- _Aim of the task_
Write out every entry exactly as it appears.

## Begin Exercise materials

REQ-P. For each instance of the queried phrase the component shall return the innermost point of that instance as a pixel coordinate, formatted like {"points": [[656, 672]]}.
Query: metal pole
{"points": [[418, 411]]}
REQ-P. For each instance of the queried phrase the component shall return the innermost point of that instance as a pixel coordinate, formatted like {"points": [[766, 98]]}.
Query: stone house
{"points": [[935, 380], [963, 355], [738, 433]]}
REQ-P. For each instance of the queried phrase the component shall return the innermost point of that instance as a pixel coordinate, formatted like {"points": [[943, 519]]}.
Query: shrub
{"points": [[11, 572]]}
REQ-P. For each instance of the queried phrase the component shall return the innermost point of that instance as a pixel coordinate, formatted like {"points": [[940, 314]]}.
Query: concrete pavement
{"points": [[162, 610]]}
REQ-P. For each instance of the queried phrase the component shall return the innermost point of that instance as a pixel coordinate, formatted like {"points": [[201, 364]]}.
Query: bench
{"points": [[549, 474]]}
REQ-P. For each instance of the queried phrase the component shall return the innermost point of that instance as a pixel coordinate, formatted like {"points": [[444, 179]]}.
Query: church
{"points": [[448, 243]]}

## End Exercise materials

- _Completed exercise_
REQ-P. For each instance of the queried phrase the component shall return the innermost point of that instance as a pixel coordinate, formatted like {"points": [[656, 672]]}.
Query: metal pole
{"points": [[418, 411]]}
REQ-P. For each instance of the queried phrase the component shall return the innermost point of that instance as a pixel coordinate, formatted like {"points": [[766, 98]]}.
Query: stone house
{"points": [[935, 380], [963, 355], [738, 433]]}
REQ-P. For each instance of the queried phrase the component shall return the innermost point of that instance as a pixel coordinate, formatted like {"points": [[943, 519]]}.
Query: shrub
{"points": [[11, 572]]}
REQ-P. For each instance of the queried phrase the component shall return the innermost point of that instance as a pixel coordinate, formatted like {"points": [[940, 314]]}.
Query: concrete pavement
{"points": [[162, 610]]}
REQ-P. For each instance of the queried phrase the component shall return the innermost point of that instance as a pixel coordinate, formatted like {"points": [[201, 364]]}.
Query: bench
{"points": [[549, 474]]}
REQ-P. For each instance of the queried phrase the component shall return the innermost point of that instance as a pixel coordinate, formatted like {"points": [[444, 179]]}.
Query: church
{"points": [[448, 243]]}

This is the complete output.